* **DATASET EXTRACT**
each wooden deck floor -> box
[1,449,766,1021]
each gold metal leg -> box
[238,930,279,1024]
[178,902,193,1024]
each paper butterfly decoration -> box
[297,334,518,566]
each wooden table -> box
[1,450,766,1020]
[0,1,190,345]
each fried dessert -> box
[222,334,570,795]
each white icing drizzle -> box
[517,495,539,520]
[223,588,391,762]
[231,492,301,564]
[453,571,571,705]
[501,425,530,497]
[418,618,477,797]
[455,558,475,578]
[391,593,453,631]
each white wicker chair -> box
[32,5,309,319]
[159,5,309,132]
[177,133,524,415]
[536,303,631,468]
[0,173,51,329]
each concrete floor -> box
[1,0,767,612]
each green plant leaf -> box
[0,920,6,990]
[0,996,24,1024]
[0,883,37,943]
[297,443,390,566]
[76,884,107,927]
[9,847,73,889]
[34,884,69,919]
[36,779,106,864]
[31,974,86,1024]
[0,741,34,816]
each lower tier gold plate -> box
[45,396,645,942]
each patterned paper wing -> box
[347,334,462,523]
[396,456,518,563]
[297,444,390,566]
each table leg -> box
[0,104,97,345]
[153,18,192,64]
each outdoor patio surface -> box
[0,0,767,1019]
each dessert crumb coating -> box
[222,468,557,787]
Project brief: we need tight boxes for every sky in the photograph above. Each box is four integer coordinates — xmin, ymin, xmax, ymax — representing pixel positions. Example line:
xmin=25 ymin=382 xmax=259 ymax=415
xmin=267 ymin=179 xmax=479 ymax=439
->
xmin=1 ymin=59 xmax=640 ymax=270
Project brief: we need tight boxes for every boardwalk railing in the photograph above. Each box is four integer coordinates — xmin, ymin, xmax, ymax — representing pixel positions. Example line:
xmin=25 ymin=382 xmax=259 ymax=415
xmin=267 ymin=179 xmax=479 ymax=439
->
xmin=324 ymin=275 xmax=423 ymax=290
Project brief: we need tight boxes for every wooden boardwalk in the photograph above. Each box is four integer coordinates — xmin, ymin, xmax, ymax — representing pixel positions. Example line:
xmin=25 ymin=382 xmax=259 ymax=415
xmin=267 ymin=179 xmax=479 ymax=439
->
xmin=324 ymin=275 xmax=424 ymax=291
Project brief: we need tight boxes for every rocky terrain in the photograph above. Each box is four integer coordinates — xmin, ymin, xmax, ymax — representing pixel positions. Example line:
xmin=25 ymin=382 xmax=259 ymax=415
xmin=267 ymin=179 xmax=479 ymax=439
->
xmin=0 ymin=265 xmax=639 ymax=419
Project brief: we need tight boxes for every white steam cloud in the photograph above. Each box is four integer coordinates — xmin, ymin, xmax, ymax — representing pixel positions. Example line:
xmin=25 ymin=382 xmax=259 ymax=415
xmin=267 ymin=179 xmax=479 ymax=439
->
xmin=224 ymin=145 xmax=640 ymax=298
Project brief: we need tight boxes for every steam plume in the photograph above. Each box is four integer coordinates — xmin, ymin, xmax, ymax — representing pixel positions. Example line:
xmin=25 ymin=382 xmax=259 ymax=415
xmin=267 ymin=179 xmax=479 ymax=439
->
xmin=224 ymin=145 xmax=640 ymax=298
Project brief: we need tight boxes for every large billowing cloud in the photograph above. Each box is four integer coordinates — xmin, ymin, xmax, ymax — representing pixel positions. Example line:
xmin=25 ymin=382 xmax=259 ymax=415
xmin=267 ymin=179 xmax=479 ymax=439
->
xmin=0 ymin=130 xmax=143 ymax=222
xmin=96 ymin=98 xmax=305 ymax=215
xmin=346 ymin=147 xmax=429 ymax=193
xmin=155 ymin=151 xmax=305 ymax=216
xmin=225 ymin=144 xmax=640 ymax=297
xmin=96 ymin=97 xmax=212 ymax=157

* **DIRECTIONS FOR THIS TASK**
Search the data above for lines holding "cloud" and copy each of them.

* **WRITTEN REPLY**
Project brief: we need tight boxes for every white steam cloud in the photograph above. Each box is four integer coordinates — xmin, ymin, xmax, ymax — representing pixel positions. Example line:
Project brief: we need tight boxes for every large billowing cloud in the photograph above. Each box is four integer coordinates — xmin, ymin, xmax, ymax — representing pixel positions. Example line:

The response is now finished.